== Exercise requirements ==
#1 In the passage on the Spanish conquest of Mesoamerica, which two illnesses are named as ones the inhabitants of the New World had no immunity to?
#2 Translate this sentence from the passage on the Spanish conquest of Mesoamerica into Spanish: "Unknowingly, the Spanish had a secret weapon – disease."
#3 Pick up the passage on the Spanish conquest of Mesoamerica after its last sentence and keep writing it.

== Page text ==
┄┄┄┄┄┄

The Spanish also had the benefit of far more sophisticated weaponry – armed with iron and steel swords, lances and pikes, they were a tough match for the Mayan warriors, who had little more than flint-tipped spears, stones and padded-cotton armour. Everything about their technology was alien to the Central Americans: gunpowder, helmets, even the wheel. Once, when invited to meet a tribal king, Cortés ordered his men to disassemble the warships, smuggle them in piece by piece along a canal bored through the mountain, then reconstruct them and – like the Trojan horse – lay siege from within.
As the conquistadors moved across Mesoamerica during the sixteenth century, they were often outnumbered – sometimes as much as ten to one – but here another factor started to come into play. Unknowingly, the Spanish had a secret weapon – disease. The inhabitants of the New World had no immunity to foreign and fatal illnesses such as smallpox and typhoid. As the interlopers ploughed through the jungle, resupplying repeatedly with infected soldiers and settlers, they brought an infinite number of viruses and bacteria from the Old World. Perhaps as many as ninety per cent of the indigenous peoples were wiped out in the first century of Spanish invasion, as the colonisers swept across the region.

┄┄┄┄┄┄

== Data extract ==
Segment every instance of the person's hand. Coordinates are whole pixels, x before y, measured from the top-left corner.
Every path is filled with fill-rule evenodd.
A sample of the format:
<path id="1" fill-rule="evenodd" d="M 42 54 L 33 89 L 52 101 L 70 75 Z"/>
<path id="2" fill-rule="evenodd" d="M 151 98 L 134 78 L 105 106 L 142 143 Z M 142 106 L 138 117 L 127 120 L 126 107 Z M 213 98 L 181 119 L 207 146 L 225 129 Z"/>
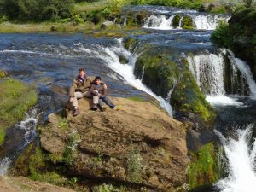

┄┄┄┄┄┄

== Answers to the exercises ==
#1 Smallpox and typhoid.

#2 Sin saberlo, los españoles tenían un arma secreta: la enfermedad.

#3
The Maya and other native populations had little choice between succumbing to a biological apocalypse and the violence of the invading Europeans. The Spanish inevitably won out, and for over 350 years dominated every aspect of life throughout Central and South America. The indigenous culture was virtually decimated. America became the playground of the Spanish Crown, in which there was little respect for the previous way of life. Traditions, languages, entire cities disappeared, and within the space of a couple of generations, five thousand years of history were forgotten.
What became of those people, the ancient Maya, and tribes like them? What do the present-day Central Americans feel about their colonial roots and their indigenous ancestry? What impact do their northern neighbours have on the region, and how do they see the rest of the world? For centuries, Central America was the hub of the gold trade, facilitated by slaves and the trafficking of people; nowadays, how do cocaine and the other drugs define an entire sub-continent? And as for the people – are they still slaves, and who traffics them?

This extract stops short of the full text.